Among the entries, how many lines hold the word "ground"? Respond with that number only.

===== DATASET ENTRIES =====

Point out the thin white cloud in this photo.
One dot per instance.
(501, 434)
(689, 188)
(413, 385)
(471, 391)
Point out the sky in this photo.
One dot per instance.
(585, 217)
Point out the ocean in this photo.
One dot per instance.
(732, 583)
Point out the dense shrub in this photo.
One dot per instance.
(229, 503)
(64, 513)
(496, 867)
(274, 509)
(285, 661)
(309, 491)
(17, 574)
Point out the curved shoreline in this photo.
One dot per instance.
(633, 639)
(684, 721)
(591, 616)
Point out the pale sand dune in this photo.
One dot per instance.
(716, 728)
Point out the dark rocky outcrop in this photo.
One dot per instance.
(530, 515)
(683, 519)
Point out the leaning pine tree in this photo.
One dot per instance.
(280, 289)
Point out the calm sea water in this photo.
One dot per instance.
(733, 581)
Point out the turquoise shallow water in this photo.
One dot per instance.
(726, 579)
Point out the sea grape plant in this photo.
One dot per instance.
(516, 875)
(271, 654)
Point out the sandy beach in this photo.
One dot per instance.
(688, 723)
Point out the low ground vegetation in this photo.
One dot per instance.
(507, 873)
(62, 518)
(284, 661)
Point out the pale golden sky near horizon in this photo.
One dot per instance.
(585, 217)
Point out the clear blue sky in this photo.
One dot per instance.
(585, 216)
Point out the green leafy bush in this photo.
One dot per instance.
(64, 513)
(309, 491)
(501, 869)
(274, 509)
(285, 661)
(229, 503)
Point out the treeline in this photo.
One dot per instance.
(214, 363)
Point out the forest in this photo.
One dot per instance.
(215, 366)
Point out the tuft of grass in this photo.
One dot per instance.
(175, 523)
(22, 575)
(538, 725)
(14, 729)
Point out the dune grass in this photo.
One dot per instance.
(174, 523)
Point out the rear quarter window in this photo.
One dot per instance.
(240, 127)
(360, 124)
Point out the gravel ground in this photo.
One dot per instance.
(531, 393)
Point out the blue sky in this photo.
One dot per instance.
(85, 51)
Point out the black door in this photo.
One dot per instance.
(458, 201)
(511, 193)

=====

EXERCISE RESPONSE
2